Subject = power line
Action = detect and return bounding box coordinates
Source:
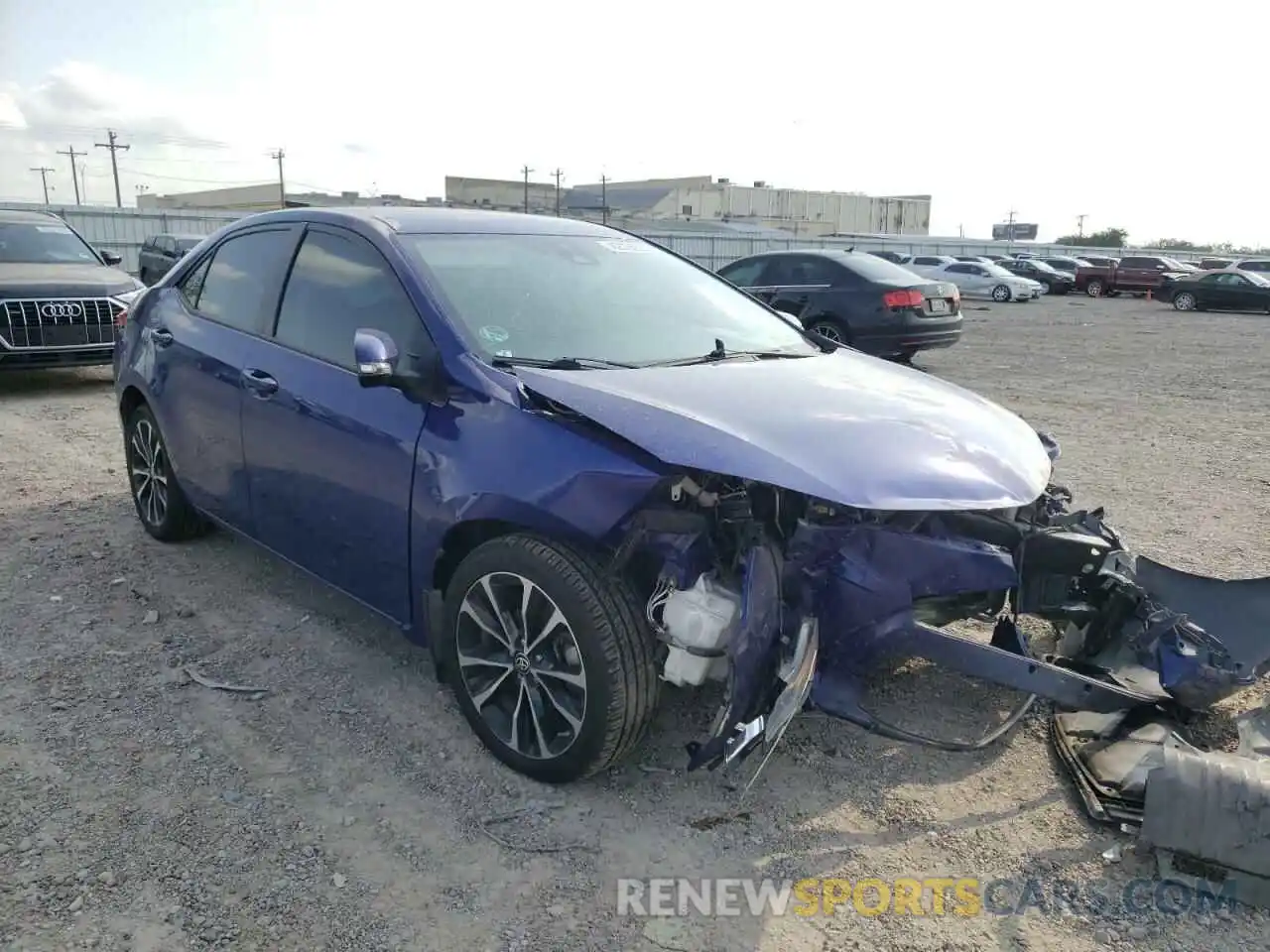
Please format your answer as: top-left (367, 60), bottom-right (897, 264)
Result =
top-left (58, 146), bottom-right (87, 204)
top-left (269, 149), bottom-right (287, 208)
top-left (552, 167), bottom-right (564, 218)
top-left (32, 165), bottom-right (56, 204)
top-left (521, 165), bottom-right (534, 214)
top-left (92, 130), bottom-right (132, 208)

--*--

[Stated goal]:
Render the data above as a Markdown table with two columns, Row and Line, giving each non-blank line its own numbered row. Leave the pictures out.

[Response]:
| Row | Line |
|---|---|
| 1 | Subject = power line |
| 2 | Action = detect and return bounding box coordinates |
| 3 | Source: |
| 4 | Please format your answer as: top-left (367, 60), bottom-right (897, 264) |
| 5 | Result = |
| 6 | top-left (58, 146), bottom-right (87, 204) |
| 7 | top-left (269, 149), bottom-right (287, 208) |
| 8 | top-left (552, 167), bottom-right (564, 218) |
| 9 | top-left (32, 165), bottom-right (56, 204) |
| 10 | top-left (521, 165), bottom-right (534, 214) |
| 11 | top-left (92, 130), bottom-right (132, 208) |